▶ **What to do**
Extract every line of the material below that contains the string "head".

§

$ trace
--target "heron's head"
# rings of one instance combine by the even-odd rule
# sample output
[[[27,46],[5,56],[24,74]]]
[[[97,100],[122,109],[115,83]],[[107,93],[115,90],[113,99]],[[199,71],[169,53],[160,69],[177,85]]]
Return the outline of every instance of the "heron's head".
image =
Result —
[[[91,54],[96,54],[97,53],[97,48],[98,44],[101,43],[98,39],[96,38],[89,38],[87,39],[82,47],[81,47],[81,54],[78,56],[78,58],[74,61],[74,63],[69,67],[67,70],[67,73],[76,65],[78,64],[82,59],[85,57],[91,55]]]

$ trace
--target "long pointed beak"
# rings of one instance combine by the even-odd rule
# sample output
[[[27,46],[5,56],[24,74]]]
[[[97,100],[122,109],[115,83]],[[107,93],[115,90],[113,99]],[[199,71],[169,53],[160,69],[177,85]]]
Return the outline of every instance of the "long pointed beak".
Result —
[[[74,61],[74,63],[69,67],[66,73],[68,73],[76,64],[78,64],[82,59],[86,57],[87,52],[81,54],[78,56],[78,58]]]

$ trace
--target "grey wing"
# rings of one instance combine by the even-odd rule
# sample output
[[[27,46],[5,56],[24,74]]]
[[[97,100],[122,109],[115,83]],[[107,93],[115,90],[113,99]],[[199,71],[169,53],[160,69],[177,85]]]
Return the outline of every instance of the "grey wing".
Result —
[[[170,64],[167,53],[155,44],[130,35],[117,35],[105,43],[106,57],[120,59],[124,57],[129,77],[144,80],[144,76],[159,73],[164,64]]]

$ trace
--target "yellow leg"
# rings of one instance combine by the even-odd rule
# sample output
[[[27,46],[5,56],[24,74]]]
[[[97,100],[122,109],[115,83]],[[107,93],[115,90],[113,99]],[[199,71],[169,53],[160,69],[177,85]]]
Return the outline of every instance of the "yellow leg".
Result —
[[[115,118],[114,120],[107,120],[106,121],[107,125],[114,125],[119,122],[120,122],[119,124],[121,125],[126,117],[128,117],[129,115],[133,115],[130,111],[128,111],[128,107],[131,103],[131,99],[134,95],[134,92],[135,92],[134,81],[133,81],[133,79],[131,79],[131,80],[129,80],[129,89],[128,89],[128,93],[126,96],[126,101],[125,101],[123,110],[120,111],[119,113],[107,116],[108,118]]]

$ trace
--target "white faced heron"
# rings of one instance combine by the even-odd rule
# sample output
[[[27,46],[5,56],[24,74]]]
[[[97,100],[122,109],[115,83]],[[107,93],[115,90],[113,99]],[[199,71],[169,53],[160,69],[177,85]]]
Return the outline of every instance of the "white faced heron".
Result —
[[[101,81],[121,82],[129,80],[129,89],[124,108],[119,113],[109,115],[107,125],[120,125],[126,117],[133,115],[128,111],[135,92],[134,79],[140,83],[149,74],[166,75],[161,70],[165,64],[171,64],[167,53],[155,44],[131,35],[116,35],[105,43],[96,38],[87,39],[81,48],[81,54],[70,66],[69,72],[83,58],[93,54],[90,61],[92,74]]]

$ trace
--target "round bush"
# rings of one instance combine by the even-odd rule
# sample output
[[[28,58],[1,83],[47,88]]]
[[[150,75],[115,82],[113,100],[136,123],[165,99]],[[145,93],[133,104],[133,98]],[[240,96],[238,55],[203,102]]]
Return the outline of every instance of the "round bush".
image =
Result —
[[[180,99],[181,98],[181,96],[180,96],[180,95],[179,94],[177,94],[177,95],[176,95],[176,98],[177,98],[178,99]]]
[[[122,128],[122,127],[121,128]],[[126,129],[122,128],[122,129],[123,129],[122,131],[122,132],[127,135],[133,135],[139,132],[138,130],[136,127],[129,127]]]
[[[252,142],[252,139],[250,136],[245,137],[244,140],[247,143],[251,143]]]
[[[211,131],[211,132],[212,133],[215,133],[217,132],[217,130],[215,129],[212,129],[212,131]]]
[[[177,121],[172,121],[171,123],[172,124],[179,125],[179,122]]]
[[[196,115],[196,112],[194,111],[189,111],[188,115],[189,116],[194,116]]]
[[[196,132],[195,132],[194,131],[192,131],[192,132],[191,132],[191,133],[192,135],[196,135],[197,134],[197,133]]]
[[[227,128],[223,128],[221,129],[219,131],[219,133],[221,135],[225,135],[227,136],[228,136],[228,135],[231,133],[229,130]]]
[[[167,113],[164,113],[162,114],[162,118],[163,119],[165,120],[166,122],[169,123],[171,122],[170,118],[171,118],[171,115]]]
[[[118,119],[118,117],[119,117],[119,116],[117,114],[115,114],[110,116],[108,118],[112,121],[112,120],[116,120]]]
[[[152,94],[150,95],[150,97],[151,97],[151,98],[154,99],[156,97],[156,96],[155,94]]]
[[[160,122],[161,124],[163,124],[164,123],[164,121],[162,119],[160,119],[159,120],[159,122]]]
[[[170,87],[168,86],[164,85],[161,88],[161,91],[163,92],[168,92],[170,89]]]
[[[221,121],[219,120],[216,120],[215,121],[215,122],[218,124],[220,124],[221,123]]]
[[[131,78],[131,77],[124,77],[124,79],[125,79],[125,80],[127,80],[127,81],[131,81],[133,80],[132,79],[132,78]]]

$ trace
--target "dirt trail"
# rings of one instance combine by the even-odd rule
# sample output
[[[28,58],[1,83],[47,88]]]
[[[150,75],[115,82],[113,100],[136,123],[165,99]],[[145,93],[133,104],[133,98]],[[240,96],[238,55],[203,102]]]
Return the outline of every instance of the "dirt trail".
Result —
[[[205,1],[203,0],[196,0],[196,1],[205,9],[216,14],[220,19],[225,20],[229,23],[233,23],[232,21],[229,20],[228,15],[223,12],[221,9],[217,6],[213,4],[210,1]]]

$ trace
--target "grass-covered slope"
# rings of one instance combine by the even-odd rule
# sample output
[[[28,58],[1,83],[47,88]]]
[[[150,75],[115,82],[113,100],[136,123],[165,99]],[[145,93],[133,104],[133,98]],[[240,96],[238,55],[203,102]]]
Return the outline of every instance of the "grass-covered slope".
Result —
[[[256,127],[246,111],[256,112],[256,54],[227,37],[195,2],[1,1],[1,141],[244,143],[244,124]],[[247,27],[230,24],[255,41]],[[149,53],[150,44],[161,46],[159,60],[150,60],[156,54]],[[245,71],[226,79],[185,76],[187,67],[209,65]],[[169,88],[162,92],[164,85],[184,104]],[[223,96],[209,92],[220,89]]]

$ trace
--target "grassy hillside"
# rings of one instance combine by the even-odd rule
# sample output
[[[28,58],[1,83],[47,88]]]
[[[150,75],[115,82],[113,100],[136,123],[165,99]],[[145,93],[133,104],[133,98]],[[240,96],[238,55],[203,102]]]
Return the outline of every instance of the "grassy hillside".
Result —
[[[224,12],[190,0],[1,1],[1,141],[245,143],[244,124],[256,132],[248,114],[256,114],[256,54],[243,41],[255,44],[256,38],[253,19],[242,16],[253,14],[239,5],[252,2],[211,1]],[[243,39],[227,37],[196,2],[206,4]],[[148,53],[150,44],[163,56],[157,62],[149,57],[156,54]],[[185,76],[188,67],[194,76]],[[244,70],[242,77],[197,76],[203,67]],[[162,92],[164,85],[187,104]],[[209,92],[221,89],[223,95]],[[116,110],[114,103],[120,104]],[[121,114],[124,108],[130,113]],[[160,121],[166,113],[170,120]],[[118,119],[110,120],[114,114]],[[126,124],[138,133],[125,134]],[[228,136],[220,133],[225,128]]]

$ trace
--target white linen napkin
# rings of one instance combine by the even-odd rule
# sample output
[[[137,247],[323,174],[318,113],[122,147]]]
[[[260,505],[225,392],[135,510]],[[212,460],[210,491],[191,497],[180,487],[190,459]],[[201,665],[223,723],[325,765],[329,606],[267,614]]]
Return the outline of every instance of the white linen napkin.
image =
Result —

§

▶ **Reply**
--target "heron's head"
Return the outline of every instance of the "heron's head".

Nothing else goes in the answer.